> [ENTRADAS EXTRAÍDAS]:
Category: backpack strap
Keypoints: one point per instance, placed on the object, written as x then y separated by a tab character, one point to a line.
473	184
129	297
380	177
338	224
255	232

> [ENUNCIADO DE LA TAREA]: Cambia "backpack strap" por "shoulder strap" en todas las entradas anteriores y vuelve a escribirlas sin ninguna otra modificación.

> [SOLUCIÓN]:
Category: shoulder strap
Keypoints: one point per instance, placed on the object, written as x then y separated by a tab character, one point to a line.
473	184
129	297
380	177
338	224
255	232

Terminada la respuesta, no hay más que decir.